▸ Text excerpt
Practically speaking, most hardware wallets allow you to import your own
BIP39 seed, so you can work around key generation attacks today, with a one
time inconvenience at the start. However, with the signing nonce attacks, a
user today has no protection.

Mitigating key generation attacks would be very desirable, but I see it as
independent of anti nonce covert channel protection.

On Sat, Mar 21, 2020 at 5:46 PM Tim Ruffing via bitcoin-dev <
bitcoin-dev@lists.linuxfoundation.org> wrote:

> Hi Pieter,
>
> That's a really nice overview.
>
> Let's take a step back first. If we believe that malicious hardware
> wallets are big enough of a concern, then signing is only part of the
> problem. The other issue is key generation. The PRG from which the seed
> is derived can be malicious, e.g., just H(k_OO,counter) for a key k_OO
> chosen by the hardware manufacturer. I haven't seen an argument why
> attacks during the signing model should more realistic than attacks
> during key generation, so I'd be very hesitant to deploy anti-covert
> channel singing protocols without deploying protocols for key
> generation that are secure in the same attacker model.
>
> While there's a bunch of protocols for signing, there's not much
> research for key generation. One simple idea is a simple commit-and-
> reveal protocol to generate a master (elliptic curve) public key pair
> with entropy contributions from both HW and SW (similar to the
> protocols here for generating R). Then use BIP32 public derivation for
> all other keys in order to make sure that SW can verify the derivation
> of the public kyes. The corresponding master secret key would replace
> the seed, i.e., there's no "symmetric" seed. That idea comes with other
> drawbacks however, most importantly this is not compatible with
> hardened derivation, which creates a new security risk. If we want
> (something like) hardened derivation, zero-knowledge proofs of correct
> derivation could maybe used but they again come with other issues
> (efficiency, complexity).

▸ Records provided
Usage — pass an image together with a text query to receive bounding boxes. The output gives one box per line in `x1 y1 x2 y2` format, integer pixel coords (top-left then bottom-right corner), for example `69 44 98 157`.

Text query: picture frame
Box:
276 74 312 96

==

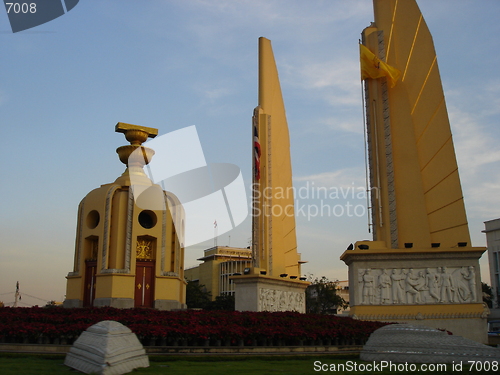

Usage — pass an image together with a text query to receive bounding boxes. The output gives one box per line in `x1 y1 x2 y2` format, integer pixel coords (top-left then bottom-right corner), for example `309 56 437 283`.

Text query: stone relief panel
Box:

* * *

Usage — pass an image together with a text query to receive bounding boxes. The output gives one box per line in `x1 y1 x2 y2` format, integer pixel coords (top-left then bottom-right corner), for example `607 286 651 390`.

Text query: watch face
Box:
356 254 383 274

▸ Request 1
Summarize the email in two sentences.
▸ Request 2
Retype the email, starting with "Practically speaking, most" and going on through "covert channel protection.".
Nothing in the entries is needed here.

▸ Reply 1
The writer notes that most hardware wallets let users import their own BIP39 seed to work around key generation attacks, while users have no protection against signing nonce attacks, and sees mitigating key generation attacks as independent of anti nonce covert channel protection. In the quoted message, Tim Ruffing argues that malicious key generation is also part of the problem and proposes a commit-and-reveal protocol with BIP32 public derivation, though this is not compatible with hardened derivation.

▸ Reply 2
Practically speaking, most hardware wallets allow you to import your own
BIP39 seed, so you can work around key generation attacks today, with a one
time inconvenience at the start. However, with the signing nonce attacks, a
user today has no protection.

Mitigating key generation attacks would be very desirable, but I see it as
independent of anti nonce covert channel protection.